• **Source extract**:
■ ■ ■ ■

Return a copy of sample with idx changed.

Returns the original sample if idx is the same.

PARAMETER DESCRIPTION
idx

New value for idx.

TYPE: IndexT

RETURNS DESCRIPTION
Sample

A copy of the sample with idx changed.

TYPE: Self

Source code in src/pydvl/valuation/types.py
def with_idx(self, idx: IndexT) -> Self:
    """Return a copy of sample with idx changed.

    Returns the original sample if idx is the same.

    Args:
        idx: New value for idx.

    Returns:
        Sample: A copy of the sample with idx changed.
    """
    if self.idx == idx:
        return self

    return replace(self, idx=idx)

with_idx_in_subset

with_idx_in_subset() -> Self

Return a copy of sample with idx added to the subset.

Returns the original sample if idx was already part of the subset.

RETURNS DESCRIPTION
Sample

A copy of the sample with idx added to the subset.

TYPE: Self

RAISES DESCRIPTION
ValueError

If idx is None.

Source code in src/pydvl/valuation/types.py
def with_idx_in_subset(self) -> Self:
    """Return a copy of sample with idx added to the subset.

    Returns the original sample if idx was already part of the subset.

    Returns:
        Sample: A copy of the sample with idx added to the subset.

    Raises:
        ValueError: If idx is None.
    """
    if self.idx in self.subset:
        return self

    if self.idx is None:
        raise ValueError("Cannot add idx to subset if idx is None.")

    new_subset = array_concatenate([self.subset, np.array([self.idx])])
    return replace(self, subset=new_subset)

■ ■ ■ ■

• **Problems to work on**:
a: From the sample-method documentation, return verbatim the part that opens with the words containing "if self.idx is" and closes with "return replace(self, subset=new_subset)".
b: Summarize the sample-method documentation in two sentences.

• **Material**:
■ ■ ■ ■

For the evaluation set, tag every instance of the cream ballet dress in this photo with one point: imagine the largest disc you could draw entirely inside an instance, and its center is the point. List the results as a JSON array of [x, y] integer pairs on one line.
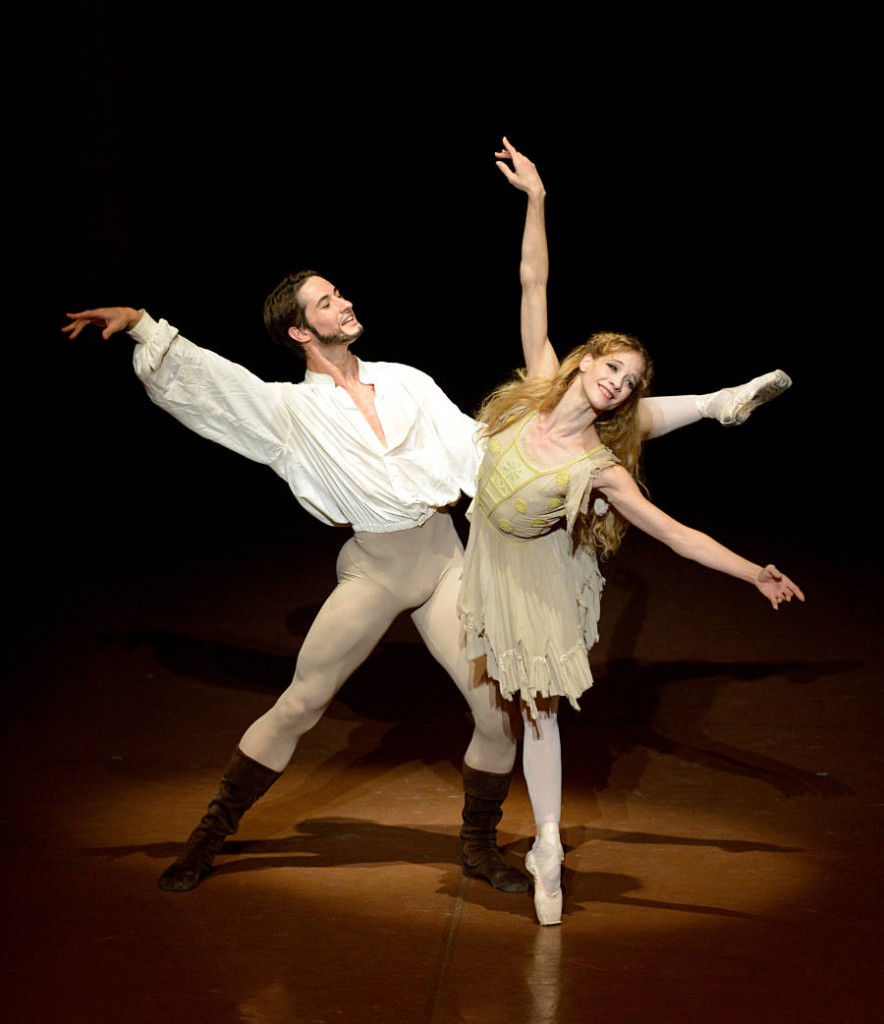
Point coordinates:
[[529, 605]]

■ ■ ■ ■

• **Final answers**:
a:
if self.idx is None:
        raise ValueError("Cannot add idx to subset if idx is None.")

    new_subset = array_concatenate([self.subset, np.array([self.idx])])
    return replace(self, subset=new_subset)

b: The with_idx method returns a copy of the sample with idx changed, or the original sample if idx is the same, while with_idx_in_subset returns a copy with idx added to the subset, or the original sample if idx was already part of it. The with_idx_in_subset method raises a ValueError if idx is None, and the source code for both methods is in src/pydvl/valuation/types.py.